• To do: Rewrite every item below, putting "annotation group" wherever "labeling team" appears and keeping all other wording the same.

-------- Items

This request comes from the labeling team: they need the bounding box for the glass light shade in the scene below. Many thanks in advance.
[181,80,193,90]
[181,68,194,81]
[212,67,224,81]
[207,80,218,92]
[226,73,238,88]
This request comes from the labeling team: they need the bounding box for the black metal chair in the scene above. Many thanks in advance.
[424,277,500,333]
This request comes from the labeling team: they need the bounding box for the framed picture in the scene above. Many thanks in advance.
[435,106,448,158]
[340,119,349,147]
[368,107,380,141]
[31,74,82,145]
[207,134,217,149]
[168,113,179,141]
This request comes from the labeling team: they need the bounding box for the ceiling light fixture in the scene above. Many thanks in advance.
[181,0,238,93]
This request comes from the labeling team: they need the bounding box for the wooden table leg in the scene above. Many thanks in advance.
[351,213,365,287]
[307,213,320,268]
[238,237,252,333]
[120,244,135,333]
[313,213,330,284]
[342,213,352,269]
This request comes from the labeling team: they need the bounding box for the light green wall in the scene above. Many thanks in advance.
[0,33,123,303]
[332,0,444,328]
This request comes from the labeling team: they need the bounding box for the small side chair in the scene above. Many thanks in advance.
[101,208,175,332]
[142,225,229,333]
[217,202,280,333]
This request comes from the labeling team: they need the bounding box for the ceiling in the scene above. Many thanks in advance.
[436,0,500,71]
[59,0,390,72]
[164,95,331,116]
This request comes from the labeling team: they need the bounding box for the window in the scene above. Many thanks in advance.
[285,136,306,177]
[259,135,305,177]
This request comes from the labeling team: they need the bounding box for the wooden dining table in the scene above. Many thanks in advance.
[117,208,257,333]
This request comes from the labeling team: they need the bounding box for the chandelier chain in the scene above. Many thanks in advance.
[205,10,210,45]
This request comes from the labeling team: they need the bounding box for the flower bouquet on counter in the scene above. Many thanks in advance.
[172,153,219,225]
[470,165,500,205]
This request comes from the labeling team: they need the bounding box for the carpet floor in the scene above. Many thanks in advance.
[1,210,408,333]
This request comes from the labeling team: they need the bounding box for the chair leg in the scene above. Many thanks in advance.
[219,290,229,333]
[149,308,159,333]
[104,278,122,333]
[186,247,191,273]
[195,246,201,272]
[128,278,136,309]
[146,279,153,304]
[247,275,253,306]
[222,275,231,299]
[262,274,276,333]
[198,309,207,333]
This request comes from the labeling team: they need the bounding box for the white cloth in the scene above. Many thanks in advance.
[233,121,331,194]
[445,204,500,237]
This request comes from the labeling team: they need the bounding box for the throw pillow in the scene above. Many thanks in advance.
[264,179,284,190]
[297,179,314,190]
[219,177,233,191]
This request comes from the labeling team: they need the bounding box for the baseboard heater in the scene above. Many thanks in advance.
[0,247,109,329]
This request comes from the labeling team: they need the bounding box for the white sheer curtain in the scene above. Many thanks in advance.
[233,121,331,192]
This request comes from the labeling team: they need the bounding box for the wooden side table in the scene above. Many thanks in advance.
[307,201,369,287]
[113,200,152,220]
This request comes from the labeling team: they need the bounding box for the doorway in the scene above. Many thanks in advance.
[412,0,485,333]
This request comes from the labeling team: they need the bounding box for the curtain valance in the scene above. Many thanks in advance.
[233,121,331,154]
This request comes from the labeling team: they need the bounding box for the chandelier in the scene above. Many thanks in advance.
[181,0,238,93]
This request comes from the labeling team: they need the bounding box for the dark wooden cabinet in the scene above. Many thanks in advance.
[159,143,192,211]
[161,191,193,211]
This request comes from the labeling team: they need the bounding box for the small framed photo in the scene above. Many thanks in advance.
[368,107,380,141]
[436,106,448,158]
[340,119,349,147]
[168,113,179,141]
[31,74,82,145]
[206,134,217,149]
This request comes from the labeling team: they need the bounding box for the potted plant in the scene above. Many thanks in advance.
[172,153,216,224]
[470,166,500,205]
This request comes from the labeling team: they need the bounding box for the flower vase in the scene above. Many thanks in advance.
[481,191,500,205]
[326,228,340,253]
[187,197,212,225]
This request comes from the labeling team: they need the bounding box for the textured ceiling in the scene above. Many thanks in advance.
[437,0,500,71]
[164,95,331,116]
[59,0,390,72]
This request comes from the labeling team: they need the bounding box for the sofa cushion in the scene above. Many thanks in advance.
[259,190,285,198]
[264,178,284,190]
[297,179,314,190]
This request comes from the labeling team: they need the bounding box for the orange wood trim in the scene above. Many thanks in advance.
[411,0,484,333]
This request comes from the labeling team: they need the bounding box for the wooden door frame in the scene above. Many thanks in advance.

----------------

• The output:
This request comes from the annotation group: they need the bounding box for the glass light shade in the scene below. Many thanks in advance.
[181,80,193,90]
[181,68,194,81]
[212,67,224,81]
[207,80,218,92]
[226,73,238,88]
This request comes from the annotation group: they need the bounding box for the black metal chair in the scene above. Many thanks in advance.
[424,277,500,333]
This request comes from the annotation group: they need the bounding box for the framed picture in the scene above. Many thanks in advance.
[435,106,448,158]
[340,119,349,147]
[368,107,380,141]
[31,74,82,145]
[207,134,217,149]
[168,113,179,141]
This request comes from the annotation group: they need the bounding box for the ceiling light fixture in the scene above. Many thanks in advance.
[181,0,238,93]
This request comes from the annotation group: they need the bounding box for the wooden table leg in the scene above. Many thanks in advance.
[351,213,365,287]
[307,213,320,268]
[238,237,252,333]
[120,244,135,333]
[313,213,330,284]
[342,213,352,269]
This request comes from the annotation group: they need the bounding box for the light green wall in the scene above. Many thanks in advance.
[0,33,123,303]
[332,0,444,328]
This request comes from the annotation group: they need the bounding box for the small side chair in the scene above. Many thanks in advance.
[101,208,175,332]
[142,225,229,333]
[217,202,280,333]
This request comes from the annotation group: they need the bounding box for the ceiling in the scene above. Many thanks in advance.
[436,0,500,71]
[59,0,390,72]
[164,95,331,116]
This request comes from the annotation group: they need the bounding box for the window in the scene above. Many thanks in advance.
[285,136,306,177]
[259,135,305,177]
This request comes from the annotation group: they need the bounding box for the wooden dining table in the scene above. Many thanks in advance.
[117,208,257,333]
This request comes from the annotation group: they need the bounding box for the chandelier chain in the scene above. Many thanks in advance.
[205,10,210,45]
This request comes from the annotation group: they need the bounding box for the flower bouquet on counter in the scene above. Many thanks in advance.
[172,153,219,225]
[470,165,500,205]
This request comes from the annotation group: they need the bounding box for the carpet floor in the scene above. Many thanks in advance.
[1,210,408,333]
This request comes from the annotation group: they need the bounding box for the chair leg in the scene above. Many thanks in advance.
[219,290,229,333]
[149,308,159,333]
[104,278,122,333]
[186,247,191,273]
[195,246,201,272]
[128,278,136,309]
[146,279,153,304]
[247,275,253,306]
[222,275,231,299]
[262,274,276,333]
[198,309,207,333]
This request comes from the annotation group: they need the bounding box for the white cloth in the scene above. Many thanks in advance.
[233,121,331,194]
[445,204,500,237]
This request comes from the annotation group: they need the bounding box for the throw pillow in the scene above. Many thanks in advance.
[264,179,284,190]
[297,179,314,190]
[219,177,233,191]
This request comes from the annotation group: they need the bounding box for the baseboard heater in the scene above. Many thanks in advance.
[0,247,109,329]
This request comes from the annotation group: they need the bounding box for the white sheer curtain in the scene above. Many thanks in advance.
[233,121,331,192]
This request comes from the annotation group: they need the bounding box for the wooden side table in the scene above. Many thanks in advance.
[307,201,369,287]
[113,200,152,220]
This request comes from the annotation group: they need the bounding box for the doorway in the scene above. Many thanks in advance.
[412,0,485,333]
This request comes from the annotation group: they need the bounding box for the curtain valance in the scene above. Many thanks in advance.
[233,121,331,154]
This request comes from the annotation group: they need the bounding box for the chandelier in the scene above. Many thanks in advance.
[181,0,238,93]
This request comes from the annotation group: they need the bounding box for the dark wooden cabinet in the scene above. Many thanks in advance.
[159,143,192,211]
[161,191,193,211]
This request comes from the annotation group: they need the bounding box for the small framed photo in the scene above. Many thanks in advance.
[368,107,380,141]
[436,106,448,158]
[340,119,349,147]
[168,113,179,141]
[31,74,82,145]
[206,134,217,149]
This request comes from the annotation group: they need the bounding box for the potted plant in the scene above. Many thanks in advance.
[172,153,216,224]
[470,166,500,205]
This request comes from the annotation group: they need the bounding box for the flower vase in the scene above. Many thanks in advance.
[481,191,500,205]
[326,228,340,253]
[187,197,212,225]
This request comes from the annotation group: they need the bounding box for the textured ceiling in the scene above. Many thanks in advance.
[437,0,500,71]
[164,95,331,116]
[59,0,390,72]
This request comes from the annotation group: they need the bounding box for the sofa cushion in the scene above. Many thanks in advance.
[259,190,285,198]
[264,178,284,190]
[297,179,314,190]
This request comes from the annotation group: they need the bounding box for the orange wood trim in the scene above. Many thanks in advance.
[411,0,484,333]
This request comes from the annotation group: they need the bounding box for the wooden door frame in the scene above. Many thanks in advance.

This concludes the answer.